◆ EXERCISE GOAL ◆
Please copy the listing below word for word, from its first line through its last.

◆ PROVIDED INFORMATION ◆
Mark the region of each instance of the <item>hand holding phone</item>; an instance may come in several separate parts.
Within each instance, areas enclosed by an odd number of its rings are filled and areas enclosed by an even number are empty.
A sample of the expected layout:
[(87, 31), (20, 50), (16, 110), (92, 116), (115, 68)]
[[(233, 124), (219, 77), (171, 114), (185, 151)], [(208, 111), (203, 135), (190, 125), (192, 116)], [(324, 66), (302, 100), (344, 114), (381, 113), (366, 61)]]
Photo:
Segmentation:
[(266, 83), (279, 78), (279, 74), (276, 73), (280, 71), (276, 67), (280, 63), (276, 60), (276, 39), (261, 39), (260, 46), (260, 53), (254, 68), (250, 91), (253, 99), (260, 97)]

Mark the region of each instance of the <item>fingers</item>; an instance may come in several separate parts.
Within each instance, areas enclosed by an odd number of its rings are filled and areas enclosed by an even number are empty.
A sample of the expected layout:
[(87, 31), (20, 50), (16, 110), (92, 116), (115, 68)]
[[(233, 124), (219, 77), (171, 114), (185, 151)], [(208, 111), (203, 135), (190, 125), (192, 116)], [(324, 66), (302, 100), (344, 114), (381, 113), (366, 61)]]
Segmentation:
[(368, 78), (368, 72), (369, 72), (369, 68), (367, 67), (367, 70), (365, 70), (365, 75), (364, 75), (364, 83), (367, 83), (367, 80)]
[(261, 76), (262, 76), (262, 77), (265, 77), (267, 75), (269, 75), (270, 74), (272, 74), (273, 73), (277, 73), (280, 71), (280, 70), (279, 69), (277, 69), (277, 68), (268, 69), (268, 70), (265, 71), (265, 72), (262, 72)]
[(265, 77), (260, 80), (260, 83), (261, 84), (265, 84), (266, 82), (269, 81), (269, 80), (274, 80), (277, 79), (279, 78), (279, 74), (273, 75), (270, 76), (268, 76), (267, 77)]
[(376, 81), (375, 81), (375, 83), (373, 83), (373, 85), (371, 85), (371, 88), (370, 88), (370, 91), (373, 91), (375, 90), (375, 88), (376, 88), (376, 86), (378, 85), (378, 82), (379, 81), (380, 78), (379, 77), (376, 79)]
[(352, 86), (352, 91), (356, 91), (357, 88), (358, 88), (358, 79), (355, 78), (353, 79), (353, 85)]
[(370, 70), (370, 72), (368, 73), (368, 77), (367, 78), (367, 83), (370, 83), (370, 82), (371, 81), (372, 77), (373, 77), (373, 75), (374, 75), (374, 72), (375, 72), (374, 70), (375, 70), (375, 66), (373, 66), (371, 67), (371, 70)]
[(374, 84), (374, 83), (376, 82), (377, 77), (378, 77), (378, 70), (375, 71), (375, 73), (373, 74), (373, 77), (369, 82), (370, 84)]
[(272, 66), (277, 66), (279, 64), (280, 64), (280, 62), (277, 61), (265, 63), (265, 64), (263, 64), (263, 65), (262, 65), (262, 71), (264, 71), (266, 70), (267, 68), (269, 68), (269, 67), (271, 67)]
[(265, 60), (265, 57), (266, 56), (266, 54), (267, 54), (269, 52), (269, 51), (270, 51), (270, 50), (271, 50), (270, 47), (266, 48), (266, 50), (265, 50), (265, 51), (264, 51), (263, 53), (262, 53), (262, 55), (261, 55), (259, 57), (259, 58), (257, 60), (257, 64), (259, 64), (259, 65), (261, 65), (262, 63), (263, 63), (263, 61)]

◆ WRITTEN ANSWER ◆
Mark the region of each instance of the <item>hand holding phone</item>; an instance may come in several separate parts.
Within each instance, areas enclosed by an odd number of its rings are filled and areas enclosed by an even number are empty.
A sample of the expected layout:
[(87, 31), (20, 50), (16, 110), (92, 116), (115, 68)]
[[(233, 124), (219, 77), (171, 114), (185, 151)], [(208, 111), (203, 135), (190, 125), (192, 116)], [(324, 66), (302, 100), (344, 114), (381, 113), (366, 61)]]
Photo:
Segmentation:
[(266, 83), (279, 78), (279, 74), (276, 73), (280, 71), (276, 67), (280, 63), (276, 60), (276, 39), (261, 39), (260, 46), (260, 53), (254, 68), (250, 91), (253, 99), (260, 97)]

Mark the region of each instance of the <item>fingers</item>; an instance may come in several separate parts.
Within each instance, areas enclosed by an odd number of its rings are filled and areas enclosed by an even number are empty.
A sample of the expected layout:
[(87, 31), (20, 50), (16, 110), (92, 116), (115, 68)]
[[(233, 124), (219, 77), (171, 114), (185, 151)], [(208, 111), (203, 135), (190, 125), (192, 116)], [(324, 66), (302, 100), (344, 114), (381, 113), (366, 61)]]
Segmentation:
[(368, 78), (368, 72), (369, 72), (369, 68), (367, 67), (367, 70), (365, 70), (365, 75), (364, 75), (364, 83), (367, 83), (367, 80)]
[(261, 76), (262, 76), (262, 77), (265, 77), (267, 75), (269, 75), (270, 74), (272, 74), (273, 73), (277, 73), (280, 71), (280, 70), (279, 69), (277, 69), (277, 68), (268, 69), (268, 70), (265, 71), (265, 72), (262, 72)]
[(265, 77), (260, 80), (260, 83), (261, 84), (265, 84), (266, 82), (269, 81), (269, 80), (274, 80), (277, 79), (279, 78), (279, 74), (273, 75), (270, 76), (268, 76), (267, 77)]
[(376, 81), (375, 81), (375, 83), (373, 83), (373, 85), (371, 85), (371, 88), (370, 88), (370, 91), (373, 91), (375, 90), (375, 88), (376, 88), (376, 86), (378, 85), (378, 82), (379, 81), (380, 78), (379, 77), (376, 79)]
[(352, 86), (352, 91), (356, 91), (357, 88), (358, 88), (358, 79), (355, 78), (353, 79), (353, 85)]
[(370, 70), (370, 72), (368, 73), (368, 77), (367, 78), (367, 83), (370, 83), (370, 82), (371, 81), (372, 77), (373, 77), (373, 75), (374, 75), (374, 72), (375, 72), (374, 70), (375, 70), (375, 66), (373, 66), (371, 67), (371, 70)]
[(374, 84), (374, 83), (376, 82), (377, 77), (378, 77), (378, 70), (375, 71), (375, 73), (373, 74), (373, 77), (369, 82), (370, 84)]
[(272, 66), (277, 66), (279, 64), (280, 64), (280, 62), (277, 61), (265, 63), (265, 64), (263, 64), (263, 65), (262, 65), (262, 71), (264, 71), (266, 70), (267, 68), (269, 68), (269, 67), (271, 67)]
[(265, 60), (265, 57), (266, 56), (266, 54), (267, 54), (269, 52), (269, 51), (270, 51), (270, 50), (271, 50), (270, 47), (266, 48), (266, 50), (265, 50), (265, 51), (264, 51), (263, 53), (262, 53), (262, 55), (261, 55), (259, 57), (259, 58), (257, 60), (257, 64), (259, 64), (259, 65), (261, 65), (262, 63), (263, 63), (263, 61)]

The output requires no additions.